> **Task objective**
Write out all of the lines below, exactly and completely.

########

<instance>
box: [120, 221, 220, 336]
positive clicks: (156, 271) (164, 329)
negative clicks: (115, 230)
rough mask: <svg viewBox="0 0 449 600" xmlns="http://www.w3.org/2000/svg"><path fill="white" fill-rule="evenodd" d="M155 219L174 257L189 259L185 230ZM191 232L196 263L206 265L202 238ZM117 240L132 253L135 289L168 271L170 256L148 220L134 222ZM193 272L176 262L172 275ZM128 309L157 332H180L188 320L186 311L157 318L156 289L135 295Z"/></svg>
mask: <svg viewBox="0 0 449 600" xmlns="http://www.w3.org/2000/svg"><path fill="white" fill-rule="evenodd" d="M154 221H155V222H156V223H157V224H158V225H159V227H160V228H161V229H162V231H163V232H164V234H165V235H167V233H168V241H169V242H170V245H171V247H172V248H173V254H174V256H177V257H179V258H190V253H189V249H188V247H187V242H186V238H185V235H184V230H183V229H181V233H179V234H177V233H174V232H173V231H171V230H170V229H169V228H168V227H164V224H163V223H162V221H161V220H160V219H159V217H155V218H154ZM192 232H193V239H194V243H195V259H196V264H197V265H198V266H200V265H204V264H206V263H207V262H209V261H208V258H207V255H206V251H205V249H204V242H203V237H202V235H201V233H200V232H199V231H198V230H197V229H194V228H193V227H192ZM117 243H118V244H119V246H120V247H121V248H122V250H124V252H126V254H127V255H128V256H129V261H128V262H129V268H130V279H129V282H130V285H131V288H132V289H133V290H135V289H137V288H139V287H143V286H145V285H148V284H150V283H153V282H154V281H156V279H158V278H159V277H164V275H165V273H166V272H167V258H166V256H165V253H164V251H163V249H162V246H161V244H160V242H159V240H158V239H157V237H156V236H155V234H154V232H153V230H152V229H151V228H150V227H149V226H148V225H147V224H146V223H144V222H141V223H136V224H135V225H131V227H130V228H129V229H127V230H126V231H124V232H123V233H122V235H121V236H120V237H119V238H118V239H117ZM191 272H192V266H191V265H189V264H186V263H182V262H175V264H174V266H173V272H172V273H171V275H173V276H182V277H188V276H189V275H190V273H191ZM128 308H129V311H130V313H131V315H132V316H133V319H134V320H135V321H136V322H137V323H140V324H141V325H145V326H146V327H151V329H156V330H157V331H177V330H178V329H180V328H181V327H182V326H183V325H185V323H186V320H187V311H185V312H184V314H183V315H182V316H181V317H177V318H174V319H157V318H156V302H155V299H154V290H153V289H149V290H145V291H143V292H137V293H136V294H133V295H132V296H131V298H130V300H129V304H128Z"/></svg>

########

> **Solution to the problem**
<instance>
box: [120, 221, 220, 336]
positive clicks: (156, 271) (164, 329)
negative clicks: (115, 230)
rough mask: <svg viewBox="0 0 449 600" xmlns="http://www.w3.org/2000/svg"><path fill="white" fill-rule="evenodd" d="M155 219L174 257L189 259L185 230ZM191 232L196 263L206 265L202 238ZM117 240L132 253L135 289L168 271L170 256L148 220L134 222ZM193 272L176 262L172 275ZM128 309L157 332H180L188 320L186 311L157 318L156 289L135 295Z"/></svg>
mask: <svg viewBox="0 0 449 600" xmlns="http://www.w3.org/2000/svg"><path fill="white" fill-rule="evenodd" d="M154 221H155V222H156V223H157V224H158V225H159V227H160V228H161V229H162V231H163V232H164V234H165V235H167V233H168V241H169V242H170V245H171V247H172V248H173V254H174V256H177V257H179V258H190V253H189V249H188V247H187V242H186V238H185V235H184V230H183V229H181V233H179V234H177V233H174V232H173V231H171V230H170V229H169V228H168V227H164V224H163V223H162V221H161V220H160V219H159V217H155V218H154ZM192 232H193V239H194V243H195V259H196V264H197V265H198V266H200V265H204V264H206V263H207V262H209V261H208V258H207V255H206V251H205V249H204V242H203V237H202V235H201V233H200V232H199V231H198V230H197V229H194V228H193V227H192ZM117 243H118V244H119V246H120V247H121V248H122V250H124V252H126V254H127V255H128V256H129V261H128V262H129V268H130V279H129V282H130V285H131V288H132V289H133V290H135V289H137V288H139V287H143V286H145V285H148V284H150V283H153V282H154V281H156V279H158V278H159V277H164V275H165V273H166V272H167V258H166V256H165V253H164V251H163V249H162V246H161V244H160V242H159V240H158V239H157V237H156V236H155V234H154V232H153V230H152V229H151V228H150V227H149V226H148V225H147V224H146V223H144V222H141V223H136V224H135V225H131V227H130V228H129V229H127V230H126V231H124V232H123V233H122V235H121V236H120V237H119V238H118V239H117ZM191 272H192V266H191V265H189V264H186V263H182V262H175V264H174V266H173V272H172V273H171V275H173V276H182V277H188V276H189V275H190V273H191ZM128 308H129V311H130V313H131V315H132V316H133V319H134V320H135V321H136V322H137V323H140V324H141V325H145V326H146V327H151V329H156V330H157V331H177V330H178V329H180V328H181V327H182V326H183V325H185V323H186V320H187V311H185V312H184V314H183V315H182V316H181V317H177V318H174V319H157V318H156V302H155V299H154V290H153V289H149V290H145V291H143V292H137V293H136V294H133V295H132V296H131V298H130V300H129V304H128Z"/></svg>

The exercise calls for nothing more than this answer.